Aim of the task – Copy every line of each item below verbatim, without changing any character.

Material provided –
**********
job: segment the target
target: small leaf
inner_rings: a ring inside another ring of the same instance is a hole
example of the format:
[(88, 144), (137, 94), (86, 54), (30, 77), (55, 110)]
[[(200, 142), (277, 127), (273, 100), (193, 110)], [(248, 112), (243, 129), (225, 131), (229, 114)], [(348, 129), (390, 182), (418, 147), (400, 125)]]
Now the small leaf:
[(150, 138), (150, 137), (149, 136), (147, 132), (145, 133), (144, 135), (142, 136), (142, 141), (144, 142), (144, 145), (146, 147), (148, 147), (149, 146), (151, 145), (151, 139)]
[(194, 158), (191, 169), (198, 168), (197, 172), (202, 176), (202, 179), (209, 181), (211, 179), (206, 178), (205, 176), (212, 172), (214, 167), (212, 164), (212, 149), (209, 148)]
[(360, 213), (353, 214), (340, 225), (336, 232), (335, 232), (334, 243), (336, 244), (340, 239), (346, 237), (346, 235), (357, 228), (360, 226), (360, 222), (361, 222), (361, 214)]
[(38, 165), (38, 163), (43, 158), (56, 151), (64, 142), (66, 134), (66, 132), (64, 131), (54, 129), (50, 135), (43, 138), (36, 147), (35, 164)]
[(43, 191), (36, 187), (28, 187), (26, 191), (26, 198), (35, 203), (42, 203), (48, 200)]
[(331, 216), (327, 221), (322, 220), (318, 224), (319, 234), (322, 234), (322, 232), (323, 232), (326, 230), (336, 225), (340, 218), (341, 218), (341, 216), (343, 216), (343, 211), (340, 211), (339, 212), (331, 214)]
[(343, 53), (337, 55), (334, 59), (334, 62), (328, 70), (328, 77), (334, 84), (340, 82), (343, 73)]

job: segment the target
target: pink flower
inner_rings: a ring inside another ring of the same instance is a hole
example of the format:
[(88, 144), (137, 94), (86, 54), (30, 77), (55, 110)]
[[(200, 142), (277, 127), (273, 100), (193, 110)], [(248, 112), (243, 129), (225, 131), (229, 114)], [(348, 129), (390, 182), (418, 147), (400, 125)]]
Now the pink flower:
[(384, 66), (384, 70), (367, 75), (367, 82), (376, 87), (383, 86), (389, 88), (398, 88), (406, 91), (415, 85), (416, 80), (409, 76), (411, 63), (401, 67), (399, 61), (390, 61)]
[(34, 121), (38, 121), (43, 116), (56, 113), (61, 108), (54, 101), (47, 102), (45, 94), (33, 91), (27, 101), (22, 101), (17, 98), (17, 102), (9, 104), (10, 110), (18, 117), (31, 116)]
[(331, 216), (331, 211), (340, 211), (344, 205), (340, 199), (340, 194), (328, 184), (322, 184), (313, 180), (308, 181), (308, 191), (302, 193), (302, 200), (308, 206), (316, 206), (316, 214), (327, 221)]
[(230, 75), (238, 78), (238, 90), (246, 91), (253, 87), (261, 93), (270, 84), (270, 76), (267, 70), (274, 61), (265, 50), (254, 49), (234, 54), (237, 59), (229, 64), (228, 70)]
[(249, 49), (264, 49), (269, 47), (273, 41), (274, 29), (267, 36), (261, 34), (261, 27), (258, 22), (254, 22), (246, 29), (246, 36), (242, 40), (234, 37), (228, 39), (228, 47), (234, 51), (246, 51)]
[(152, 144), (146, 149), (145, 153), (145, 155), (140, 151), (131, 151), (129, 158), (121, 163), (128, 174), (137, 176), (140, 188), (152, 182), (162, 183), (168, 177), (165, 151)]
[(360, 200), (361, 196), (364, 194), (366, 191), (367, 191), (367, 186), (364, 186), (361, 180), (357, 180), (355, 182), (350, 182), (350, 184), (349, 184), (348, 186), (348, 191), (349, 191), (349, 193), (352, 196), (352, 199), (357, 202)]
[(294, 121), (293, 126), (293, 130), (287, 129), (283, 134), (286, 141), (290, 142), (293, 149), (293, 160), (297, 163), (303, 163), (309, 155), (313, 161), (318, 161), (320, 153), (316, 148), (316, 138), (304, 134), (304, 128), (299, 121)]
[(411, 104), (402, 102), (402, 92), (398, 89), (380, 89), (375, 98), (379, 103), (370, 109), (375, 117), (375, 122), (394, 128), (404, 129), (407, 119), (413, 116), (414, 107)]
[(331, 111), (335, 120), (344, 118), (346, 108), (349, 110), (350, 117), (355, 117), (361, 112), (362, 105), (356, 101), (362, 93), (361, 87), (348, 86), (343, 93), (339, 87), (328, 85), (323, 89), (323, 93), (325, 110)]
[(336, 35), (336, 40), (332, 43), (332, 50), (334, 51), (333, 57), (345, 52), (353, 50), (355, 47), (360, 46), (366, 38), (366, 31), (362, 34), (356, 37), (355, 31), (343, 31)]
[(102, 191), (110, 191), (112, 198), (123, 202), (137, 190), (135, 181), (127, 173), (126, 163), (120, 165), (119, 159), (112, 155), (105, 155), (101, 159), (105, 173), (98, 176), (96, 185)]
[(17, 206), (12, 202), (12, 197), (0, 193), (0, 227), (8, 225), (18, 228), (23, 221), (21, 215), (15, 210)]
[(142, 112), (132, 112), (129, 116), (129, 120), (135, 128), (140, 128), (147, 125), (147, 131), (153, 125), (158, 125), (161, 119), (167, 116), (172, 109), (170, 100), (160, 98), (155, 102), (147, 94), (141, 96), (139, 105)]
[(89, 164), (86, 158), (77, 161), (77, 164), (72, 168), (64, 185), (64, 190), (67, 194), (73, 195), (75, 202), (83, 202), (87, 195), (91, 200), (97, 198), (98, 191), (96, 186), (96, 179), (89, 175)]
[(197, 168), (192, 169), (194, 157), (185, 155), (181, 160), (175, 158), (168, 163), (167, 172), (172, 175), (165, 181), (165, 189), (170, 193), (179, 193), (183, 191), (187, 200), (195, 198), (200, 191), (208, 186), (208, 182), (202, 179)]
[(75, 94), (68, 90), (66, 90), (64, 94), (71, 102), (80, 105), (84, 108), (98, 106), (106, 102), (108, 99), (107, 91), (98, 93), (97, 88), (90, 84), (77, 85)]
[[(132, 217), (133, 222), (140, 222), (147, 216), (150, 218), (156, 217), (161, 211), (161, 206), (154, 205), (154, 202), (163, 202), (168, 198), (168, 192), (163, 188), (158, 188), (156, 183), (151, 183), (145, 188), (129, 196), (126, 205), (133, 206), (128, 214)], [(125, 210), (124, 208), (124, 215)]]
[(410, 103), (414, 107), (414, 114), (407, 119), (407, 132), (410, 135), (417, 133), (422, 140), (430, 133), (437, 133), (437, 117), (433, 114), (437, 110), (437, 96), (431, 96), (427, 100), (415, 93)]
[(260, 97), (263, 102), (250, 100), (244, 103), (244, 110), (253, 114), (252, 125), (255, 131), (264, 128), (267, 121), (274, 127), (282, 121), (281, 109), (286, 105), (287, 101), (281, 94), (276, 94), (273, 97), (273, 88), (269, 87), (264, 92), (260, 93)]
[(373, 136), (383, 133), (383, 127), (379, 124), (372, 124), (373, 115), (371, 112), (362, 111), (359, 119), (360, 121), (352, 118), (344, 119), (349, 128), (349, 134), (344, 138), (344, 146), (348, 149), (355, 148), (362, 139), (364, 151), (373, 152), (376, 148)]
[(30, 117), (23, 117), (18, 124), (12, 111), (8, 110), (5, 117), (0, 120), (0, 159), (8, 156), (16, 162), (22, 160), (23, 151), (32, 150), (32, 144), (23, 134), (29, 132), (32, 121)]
**********
Solution –
job: segment the target
target: small leaf
inner_rings: a ring inside another ring of the same instance is a hole
example of the format:
[(88, 144), (137, 94), (86, 54), (30, 77), (55, 110)]
[[(200, 142), (277, 127), (273, 100), (193, 110)], [(248, 112), (243, 129), (225, 131), (229, 114)], [(348, 129), (390, 182), (418, 147), (400, 125)]]
Now the small leaf:
[(150, 138), (150, 137), (149, 136), (147, 132), (145, 133), (144, 135), (142, 136), (142, 141), (144, 142), (144, 145), (146, 147), (148, 147), (149, 146), (151, 145), (151, 139)]
[(194, 158), (191, 169), (198, 168), (197, 172), (202, 176), (202, 179), (209, 181), (211, 179), (206, 178), (205, 176), (212, 172), (214, 167), (212, 164), (212, 149), (209, 148)]
[(360, 213), (353, 214), (340, 225), (336, 232), (335, 232), (334, 243), (336, 244), (340, 239), (346, 237), (346, 235), (357, 228), (360, 226), (360, 222), (361, 222), (361, 214)]
[(38, 165), (38, 163), (43, 158), (56, 151), (64, 142), (66, 134), (66, 132), (64, 131), (54, 129), (50, 135), (43, 138), (36, 147), (35, 164)]
[(43, 191), (36, 187), (28, 187), (26, 191), (26, 198), (35, 203), (42, 203), (48, 200)]
[(331, 216), (327, 221), (322, 220), (318, 224), (319, 234), (322, 234), (322, 232), (323, 232), (326, 230), (336, 225), (340, 218), (341, 218), (341, 216), (343, 216), (343, 211), (340, 211), (339, 212), (331, 214)]
[(343, 53), (337, 55), (334, 59), (334, 62), (328, 70), (328, 77), (334, 84), (340, 82), (343, 73)]

job: segment the target
target: pink flower
inner_rings: a ring inside another ring of the same instance is a hole
example of the format:
[(88, 144), (137, 94), (86, 54), (30, 77), (55, 110)]
[[(200, 142), (277, 127), (273, 100), (193, 110)], [(248, 112), (243, 129), (225, 131), (229, 114)], [(348, 129), (390, 182), (418, 147), (400, 125)]]
Now the pink flower:
[(384, 66), (384, 70), (367, 75), (367, 82), (376, 87), (383, 86), (389, 88), (398, 88), (406, 91), (415, 85), (416, 80), (409, 76), (411, 63), (401, 67), (399, 61), (390, 61)]
[(34, 121), (38, 121), (43, 116), (56, 113), (61, 108), (54, 101), (47, 102), (45, 94), (33, 91), (27, 101), (22, 101), (17, 98), (17, 102), (9, 104), (10, 110), (18, 117), (31, 116)]
[(331, 216), (331, 211), (340, 211), (344, 205), (340, 199), (340, 194), (328, 184), (322, 184), (313, 180), (308, 181), (308, 191), (302, 193), (302, 200), (308, 206), (316, 206), (316, 214), (327, 221)]
[(230, 75), (238, 78), (238, 90), (246, 91), (253, 87), (261, 93), (270, 84), (270, 76), (267, 70), (274, 61), (265, 50), (254, 49), (234, 54), (237, 59), (229, 64), (228, 70)]
[(249, 49), (264, 49), (269, 47), (273, 41), (274, 29), (267, 36), (261, 34), (261, 27), (258, 22), (254, 22), (246, 29), (246, 36), (242, 40), (234, 37), (228, 39), (228, 47), (234, 51), (246, 51)]
[(152, 144), (146, 149), (145, 153), (145, 155), (140, 151), (131, 151), (129, 158), (121, 163), (128, 174), (137, 176), (140, 188), (152, 182), (162, 183), (168, 177), (165, 151)]
[(360, 200), (361, 196), (364, 194), (366, 191), (367, 191), (367, 186), (364, 186), (361, 180), (357, 180), (355, 182), (350, 182), (350, 184), (349, 184), (348, 186), (348, 191), (349, 191), (349, 193), (352, 196), (352, 199), (357, 202)]
[(294, 121), (293, 126), (293, 130), (287, 129), (283, 134), (286, 141), (290, 142), (293, 149), (293, 160), (297, 163), (303, 163), (309, 155), (313, 161), (318, 161), (320, 153), (316, 148), (316, 138), (304, 134), (304, 128), (299, 121)]
[(411, 104), (402, 102), (402, 92), (398, 89), (380, 89), (375, 98), (379, 103), (370, 109), (375, 117), (375, 122), (394, 128), (404, 129), (407, 119), (413, 116), (414, 107)]
[(331, 111), (335, 120), (344, 118), (346, 108), (349, 110), (350, 117), (355, 117), (361, 112), (362, 105), (356, 101), (362, 93), (361, 87), (348, 86), (343, 93), (339, 87), (328, 85), (323, 89), (323, 93), (325, 110)]
[(336, 35), (336, 40), (332, 43), (332, 50), (334, 51), (333, 57), (345, 52), (353, 50), (355, 47), (360, 46), (366, 38), (366, 31), (362, 34), (356, 37), (355, 31), (343, 31)]
[(102, 191), (110, 191), (112, 198), (123, 202), (137, 190), (135, 181), (127, 173), (126, 163), (120, 165), (119, 159), (112, 155), (105, 155), (101, 159), (105, 173), (98, 176), (96, 185)]
[(17, 206), (12, 202), (12, 197), (0, 193), (0, 227), (8, 225), (18, 228), (23, 221), (21, 215), (15, 210)]
[(142, 112), (132, 112), (129, 116), (129, 120), (135, 128), (140, 128), (147, 125), (147, 131), (153, 125), (158, 125), (161, 119), (167, 116), (172, 109), (170, 100), (160, 98), (155, 102), (147, 94), (141, 96), (139, 105)]
[(89, 164), (86, 158), (77, 161), (77, 164), (72, 168), (64, 185), (64, 190), (67, 194), (73, 195), (75, 202), (83, 202), (87, 195), (91, 200), (97, 198), (98, 191), (96, 186), (96, 179), (89, 175)]
[(197, 168), (192, 169), (194, 157), (185, 155), (181, 160), (175, 158), (168, 163), (167, 172), (172, 175), (165, 181), (165, 189), (170, 193), (179, 193), (183, 191), (187, 200), (195, 198), (200, 191), (208, 186), (208, 182), (202, 179)]
[(75, 94), (68, 90), (66, 90), (64, 94), (71, 102), (80, 105), (84, 108), (98, 106), (106, 102), (108, 99), (107, 91), (98, 93), (97, 88), (90, 84), (77, 85)]
[[(132, 217), (133, 222), (140, 222), (147, 216), (150, 218), (156, 217), (161, 211), (161, 206), (154, 205), (154, 202), (163, 202), (168, 198), (168, 192), (163, 188), (158, 188), (156, 183), (151, 183), (145, 188), (129, 196), (126, 205), (133, 206), (128, 214)], [(125, 210), (124, 208), (124, 215)]]
[(410, 103), (414, 107), (414, 114), (407, 119), (407, 132), (410, 135), (417, 133), (422, 140), (430, 133), (437, 133), (437, 117), (433, 114), (437, 110), (437, 96), (431, 96), (427, 100), (415, 93)]
[(260, 97), (263, 102), (250, 100), (244, 103), (244, 110), (253, 114), (252, 125), (255, 131), (264, 128), (267, 121), (274, 127), (282, 121), (281, 109), (286, 105), (287, 101), (281, 94), (276, 94), (273, 97), (273, 88), (269, 87), (264, 92), (260, 93)]
[(373, 136), (383, 133), (383, 127), (379, 124), (372, 124), (373, 115), (371, 112), (362, 111), (359, 119), (360, 121), (352, 118), (344, 119), (349, 128), (349, 134), (344, 138), (344, 146), (348, 149), (355, 148), (362, 139), (364, 151), (373, 152), (376, 148)]
[(30, 117), (23, 117), (18, 124), (12, 111), (8, 110), (5, 117), (0, 120), (0, 159), (8, 156), (16, 162), (22, 160), (23, 151), (32, 150), (32, 144), (23, 134), (29, 132), (32, 121)]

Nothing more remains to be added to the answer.